**What is required**
Render the lines from the start of the records through the line containing "column 329, row 718" as a JSON list of strings, one string per line, with blank lines omitted.

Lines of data
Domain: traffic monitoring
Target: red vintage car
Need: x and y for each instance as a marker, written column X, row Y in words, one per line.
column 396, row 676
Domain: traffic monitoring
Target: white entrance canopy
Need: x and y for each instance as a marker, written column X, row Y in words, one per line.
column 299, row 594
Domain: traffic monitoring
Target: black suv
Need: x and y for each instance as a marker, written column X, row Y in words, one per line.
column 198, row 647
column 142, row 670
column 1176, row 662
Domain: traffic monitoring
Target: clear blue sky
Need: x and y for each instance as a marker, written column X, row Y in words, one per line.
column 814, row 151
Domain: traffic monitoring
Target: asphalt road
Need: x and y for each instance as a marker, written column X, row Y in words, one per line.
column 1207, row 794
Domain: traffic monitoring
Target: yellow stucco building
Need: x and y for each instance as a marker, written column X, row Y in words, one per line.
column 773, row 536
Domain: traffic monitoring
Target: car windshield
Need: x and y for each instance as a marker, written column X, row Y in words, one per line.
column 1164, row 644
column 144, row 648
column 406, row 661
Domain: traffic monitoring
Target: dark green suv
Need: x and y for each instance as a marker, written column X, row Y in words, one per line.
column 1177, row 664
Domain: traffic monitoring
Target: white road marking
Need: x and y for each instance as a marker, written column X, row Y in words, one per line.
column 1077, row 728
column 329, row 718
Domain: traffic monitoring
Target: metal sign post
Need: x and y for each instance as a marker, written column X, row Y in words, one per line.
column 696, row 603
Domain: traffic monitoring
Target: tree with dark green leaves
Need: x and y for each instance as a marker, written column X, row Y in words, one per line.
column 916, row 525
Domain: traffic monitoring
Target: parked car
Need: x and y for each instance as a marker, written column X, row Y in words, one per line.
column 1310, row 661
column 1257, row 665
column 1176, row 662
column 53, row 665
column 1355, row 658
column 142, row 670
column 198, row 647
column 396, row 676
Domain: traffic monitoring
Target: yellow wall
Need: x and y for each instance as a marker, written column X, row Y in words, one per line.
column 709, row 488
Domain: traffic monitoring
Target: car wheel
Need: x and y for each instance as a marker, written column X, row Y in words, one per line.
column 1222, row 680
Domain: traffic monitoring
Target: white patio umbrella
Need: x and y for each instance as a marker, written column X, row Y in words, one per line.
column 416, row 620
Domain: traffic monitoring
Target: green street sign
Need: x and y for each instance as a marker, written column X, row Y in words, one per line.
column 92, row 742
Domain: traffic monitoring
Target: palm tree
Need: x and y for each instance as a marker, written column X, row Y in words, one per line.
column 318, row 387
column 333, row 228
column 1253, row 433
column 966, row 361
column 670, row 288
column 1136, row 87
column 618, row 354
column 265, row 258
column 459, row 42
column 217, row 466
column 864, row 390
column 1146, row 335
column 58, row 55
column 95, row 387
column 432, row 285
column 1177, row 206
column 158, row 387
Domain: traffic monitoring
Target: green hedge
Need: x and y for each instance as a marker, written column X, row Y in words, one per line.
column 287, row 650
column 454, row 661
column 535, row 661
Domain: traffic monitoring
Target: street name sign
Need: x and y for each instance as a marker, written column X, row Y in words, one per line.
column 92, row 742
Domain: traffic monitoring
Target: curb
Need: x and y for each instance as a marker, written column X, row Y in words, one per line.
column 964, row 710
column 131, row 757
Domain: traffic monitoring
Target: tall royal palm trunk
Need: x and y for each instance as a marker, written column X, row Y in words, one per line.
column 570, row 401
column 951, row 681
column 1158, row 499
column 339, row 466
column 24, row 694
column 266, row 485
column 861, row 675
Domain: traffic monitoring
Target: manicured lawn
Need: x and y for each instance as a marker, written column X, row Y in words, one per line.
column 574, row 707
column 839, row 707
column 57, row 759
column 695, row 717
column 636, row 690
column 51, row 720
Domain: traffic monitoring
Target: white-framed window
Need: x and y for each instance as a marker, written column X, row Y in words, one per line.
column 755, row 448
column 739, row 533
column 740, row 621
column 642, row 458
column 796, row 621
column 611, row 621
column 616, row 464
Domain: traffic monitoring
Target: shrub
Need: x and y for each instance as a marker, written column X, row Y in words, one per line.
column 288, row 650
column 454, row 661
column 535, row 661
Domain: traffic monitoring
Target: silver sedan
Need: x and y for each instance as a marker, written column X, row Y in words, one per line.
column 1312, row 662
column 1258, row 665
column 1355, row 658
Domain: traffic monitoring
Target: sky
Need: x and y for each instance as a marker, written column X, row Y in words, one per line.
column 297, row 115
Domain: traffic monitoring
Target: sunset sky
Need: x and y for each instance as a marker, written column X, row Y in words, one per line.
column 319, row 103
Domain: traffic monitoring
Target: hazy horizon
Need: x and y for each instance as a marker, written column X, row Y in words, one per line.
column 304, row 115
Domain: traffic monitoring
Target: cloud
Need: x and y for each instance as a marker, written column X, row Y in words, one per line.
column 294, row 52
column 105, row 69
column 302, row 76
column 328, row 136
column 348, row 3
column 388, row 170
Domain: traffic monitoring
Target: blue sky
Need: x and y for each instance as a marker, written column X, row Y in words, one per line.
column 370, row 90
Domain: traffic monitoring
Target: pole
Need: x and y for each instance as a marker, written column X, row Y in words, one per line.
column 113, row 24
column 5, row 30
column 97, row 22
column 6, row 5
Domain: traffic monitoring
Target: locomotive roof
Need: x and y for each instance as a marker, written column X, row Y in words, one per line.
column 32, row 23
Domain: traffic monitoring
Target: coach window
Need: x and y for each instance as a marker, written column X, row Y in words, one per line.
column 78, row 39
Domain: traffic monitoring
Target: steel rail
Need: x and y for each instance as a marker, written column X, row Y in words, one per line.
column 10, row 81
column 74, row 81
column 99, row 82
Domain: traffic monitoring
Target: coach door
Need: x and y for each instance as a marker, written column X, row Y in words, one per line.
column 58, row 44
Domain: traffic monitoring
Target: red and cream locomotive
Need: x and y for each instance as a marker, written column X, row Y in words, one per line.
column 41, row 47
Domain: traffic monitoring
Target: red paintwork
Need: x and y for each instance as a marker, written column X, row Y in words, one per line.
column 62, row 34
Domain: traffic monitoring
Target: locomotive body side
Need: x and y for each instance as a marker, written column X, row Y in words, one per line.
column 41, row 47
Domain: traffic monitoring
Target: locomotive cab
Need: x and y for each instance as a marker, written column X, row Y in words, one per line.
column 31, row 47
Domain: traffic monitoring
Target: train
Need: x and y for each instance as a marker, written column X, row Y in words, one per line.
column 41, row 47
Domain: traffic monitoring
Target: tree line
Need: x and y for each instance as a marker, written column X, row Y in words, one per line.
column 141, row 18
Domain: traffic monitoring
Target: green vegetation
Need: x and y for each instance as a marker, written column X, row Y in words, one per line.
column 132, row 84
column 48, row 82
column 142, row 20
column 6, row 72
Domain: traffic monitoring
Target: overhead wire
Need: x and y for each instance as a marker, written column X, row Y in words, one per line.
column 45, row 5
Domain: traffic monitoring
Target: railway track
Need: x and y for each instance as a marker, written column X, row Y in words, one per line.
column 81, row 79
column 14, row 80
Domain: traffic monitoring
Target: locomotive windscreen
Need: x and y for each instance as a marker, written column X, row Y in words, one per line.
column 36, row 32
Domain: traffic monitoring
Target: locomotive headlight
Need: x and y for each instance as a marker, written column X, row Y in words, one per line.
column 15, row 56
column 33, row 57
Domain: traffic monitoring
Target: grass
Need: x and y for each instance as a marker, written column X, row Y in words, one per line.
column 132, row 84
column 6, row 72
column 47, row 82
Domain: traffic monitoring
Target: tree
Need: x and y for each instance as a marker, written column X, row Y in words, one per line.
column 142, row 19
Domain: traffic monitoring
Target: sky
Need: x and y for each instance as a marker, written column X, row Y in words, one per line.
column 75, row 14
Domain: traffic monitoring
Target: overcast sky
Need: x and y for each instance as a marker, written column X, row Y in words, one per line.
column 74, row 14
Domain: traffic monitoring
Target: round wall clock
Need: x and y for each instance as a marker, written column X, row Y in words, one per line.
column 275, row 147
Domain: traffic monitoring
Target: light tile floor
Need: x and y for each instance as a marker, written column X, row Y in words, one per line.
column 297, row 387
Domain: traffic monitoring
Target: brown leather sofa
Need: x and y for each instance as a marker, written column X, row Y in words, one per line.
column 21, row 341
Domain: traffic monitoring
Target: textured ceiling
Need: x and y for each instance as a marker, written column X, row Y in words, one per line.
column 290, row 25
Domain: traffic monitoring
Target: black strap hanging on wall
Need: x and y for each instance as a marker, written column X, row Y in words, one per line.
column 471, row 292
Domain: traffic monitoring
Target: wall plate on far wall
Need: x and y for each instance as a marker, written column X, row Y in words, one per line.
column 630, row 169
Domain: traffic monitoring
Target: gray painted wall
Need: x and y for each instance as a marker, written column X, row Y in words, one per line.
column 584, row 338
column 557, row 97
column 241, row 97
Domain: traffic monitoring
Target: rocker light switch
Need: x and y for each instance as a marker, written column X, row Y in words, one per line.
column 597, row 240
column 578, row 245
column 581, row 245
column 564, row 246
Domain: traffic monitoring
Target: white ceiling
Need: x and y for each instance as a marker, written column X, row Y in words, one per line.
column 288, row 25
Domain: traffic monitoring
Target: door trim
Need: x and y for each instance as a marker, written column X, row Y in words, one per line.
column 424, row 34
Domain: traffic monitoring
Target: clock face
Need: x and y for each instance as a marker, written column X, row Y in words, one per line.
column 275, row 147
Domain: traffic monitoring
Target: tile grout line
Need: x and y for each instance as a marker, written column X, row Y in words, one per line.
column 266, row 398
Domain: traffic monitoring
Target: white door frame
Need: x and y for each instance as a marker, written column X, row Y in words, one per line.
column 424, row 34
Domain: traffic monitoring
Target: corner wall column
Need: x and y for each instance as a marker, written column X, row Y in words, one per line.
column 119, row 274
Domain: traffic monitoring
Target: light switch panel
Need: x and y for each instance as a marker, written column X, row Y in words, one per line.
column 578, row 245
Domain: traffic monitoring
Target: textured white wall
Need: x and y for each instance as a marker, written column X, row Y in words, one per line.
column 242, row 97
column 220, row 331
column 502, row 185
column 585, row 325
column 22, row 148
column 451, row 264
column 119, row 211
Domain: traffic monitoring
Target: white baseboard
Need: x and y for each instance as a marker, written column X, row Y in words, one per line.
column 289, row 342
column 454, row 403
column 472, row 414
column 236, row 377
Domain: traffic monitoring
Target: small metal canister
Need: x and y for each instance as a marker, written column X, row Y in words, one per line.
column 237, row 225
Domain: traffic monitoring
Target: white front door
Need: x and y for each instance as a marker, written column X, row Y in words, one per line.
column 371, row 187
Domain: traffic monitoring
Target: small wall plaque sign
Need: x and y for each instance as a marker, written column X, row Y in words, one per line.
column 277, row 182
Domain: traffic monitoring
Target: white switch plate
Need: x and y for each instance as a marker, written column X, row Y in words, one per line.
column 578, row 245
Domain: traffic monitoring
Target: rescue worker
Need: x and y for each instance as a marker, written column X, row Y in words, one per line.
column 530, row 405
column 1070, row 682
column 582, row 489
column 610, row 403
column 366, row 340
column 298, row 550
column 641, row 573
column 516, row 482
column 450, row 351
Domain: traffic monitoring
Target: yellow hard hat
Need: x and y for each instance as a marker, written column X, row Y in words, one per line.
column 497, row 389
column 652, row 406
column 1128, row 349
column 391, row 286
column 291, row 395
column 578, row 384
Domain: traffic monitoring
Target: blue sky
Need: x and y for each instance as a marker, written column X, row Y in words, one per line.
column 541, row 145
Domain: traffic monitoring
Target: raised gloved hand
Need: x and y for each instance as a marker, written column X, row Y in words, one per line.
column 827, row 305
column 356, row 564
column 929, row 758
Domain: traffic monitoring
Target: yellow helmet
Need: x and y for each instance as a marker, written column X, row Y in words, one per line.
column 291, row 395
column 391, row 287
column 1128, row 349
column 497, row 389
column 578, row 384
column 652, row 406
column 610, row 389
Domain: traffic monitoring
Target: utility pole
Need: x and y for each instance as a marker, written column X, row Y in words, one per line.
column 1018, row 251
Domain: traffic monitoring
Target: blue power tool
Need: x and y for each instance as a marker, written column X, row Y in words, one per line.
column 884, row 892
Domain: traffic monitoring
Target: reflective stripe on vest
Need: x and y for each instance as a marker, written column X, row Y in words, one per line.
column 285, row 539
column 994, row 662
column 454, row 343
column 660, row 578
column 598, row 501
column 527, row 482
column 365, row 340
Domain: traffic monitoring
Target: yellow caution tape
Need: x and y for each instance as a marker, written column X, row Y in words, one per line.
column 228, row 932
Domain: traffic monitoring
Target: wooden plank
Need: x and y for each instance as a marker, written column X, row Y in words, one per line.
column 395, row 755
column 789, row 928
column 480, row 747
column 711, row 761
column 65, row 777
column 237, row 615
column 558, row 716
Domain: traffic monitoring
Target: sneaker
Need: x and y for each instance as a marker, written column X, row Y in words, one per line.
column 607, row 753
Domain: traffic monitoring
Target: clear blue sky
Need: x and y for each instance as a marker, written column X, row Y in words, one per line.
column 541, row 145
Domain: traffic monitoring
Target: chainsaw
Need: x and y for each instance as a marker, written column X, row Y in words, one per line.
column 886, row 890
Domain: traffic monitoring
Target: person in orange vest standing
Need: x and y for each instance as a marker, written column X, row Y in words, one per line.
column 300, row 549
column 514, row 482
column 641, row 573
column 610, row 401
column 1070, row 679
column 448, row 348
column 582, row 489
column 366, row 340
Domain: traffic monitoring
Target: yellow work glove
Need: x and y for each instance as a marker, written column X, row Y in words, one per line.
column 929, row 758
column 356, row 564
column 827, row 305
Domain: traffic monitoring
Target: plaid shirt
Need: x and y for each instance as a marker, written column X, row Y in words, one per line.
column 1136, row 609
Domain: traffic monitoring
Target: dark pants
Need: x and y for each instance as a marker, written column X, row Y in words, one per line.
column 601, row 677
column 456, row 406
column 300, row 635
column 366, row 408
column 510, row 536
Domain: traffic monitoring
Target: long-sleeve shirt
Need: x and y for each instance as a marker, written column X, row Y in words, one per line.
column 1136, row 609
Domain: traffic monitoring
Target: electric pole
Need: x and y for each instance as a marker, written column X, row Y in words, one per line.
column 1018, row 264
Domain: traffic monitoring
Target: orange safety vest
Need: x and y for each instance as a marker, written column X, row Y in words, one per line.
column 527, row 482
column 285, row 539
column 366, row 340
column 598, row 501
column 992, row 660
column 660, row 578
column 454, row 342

**The completed task**
[
  "Domain: traffic monitoring",
  "Target: red vintage car",
  "Need: x and y for each instance as a marker, written column X, row Y in words, one per line.",
  "column 396, row 676",
  "Domain: traffic monitoring",
  "Target: white entrance canopy",
  "Need: x and y for each instance as a marker, written column X, row Y in words, one per line.",
  "column 299, row 594",
  "Domain: traffic monitoring",
  "Target: black suv",
  "Need: x and y for each instance as a marker, written column X, row Y in words, one per line.",
  "column 198, row 647",
  "column 142, row 670",
  "column 1176, row 662",
  "Domain: traffic monitoring",
  "Target: clear blue sky",
  "Need: x and y for each instance as a marker, written column X, row Y in words, one per line.",
  "column 814, row 151",
  "Domain: traffic monitoring",
  "Target: asphalt road",
  "Need: x and y for each instance as a marker, written column X, row Y in words, one per line.",
  "column 1207, row 794",
  "Domain: traffic monitoring",
  "Target: yellow stucco building",
  "Need: x and y for each instance as a marker, written column X, row Y in words, one per line.",
  "column 773, row 536",
  "Domain: traffic monitoring",
  "Target: car windshield",
  "Need: x and y for each instance as a marker, written column X, row Y in words, one per line.",
  "column 1164, row 644",
  "column 144, row 648",
  "column 406, row 661",
  "Domain: traffic monitoring",
  "Target: dark green suv",
  "Need: x and y for each instance as a marker, written column X, row Y in words, one per line.",
  "column 1177, row 664",
  "Domain: traffic monitoring",
  "Target: white road marking",
  "Need: x and y for each instance as a marker, written column X, row Y in words, one per line.",
  "column 1077, row 728",
  "column 329, row 718"
]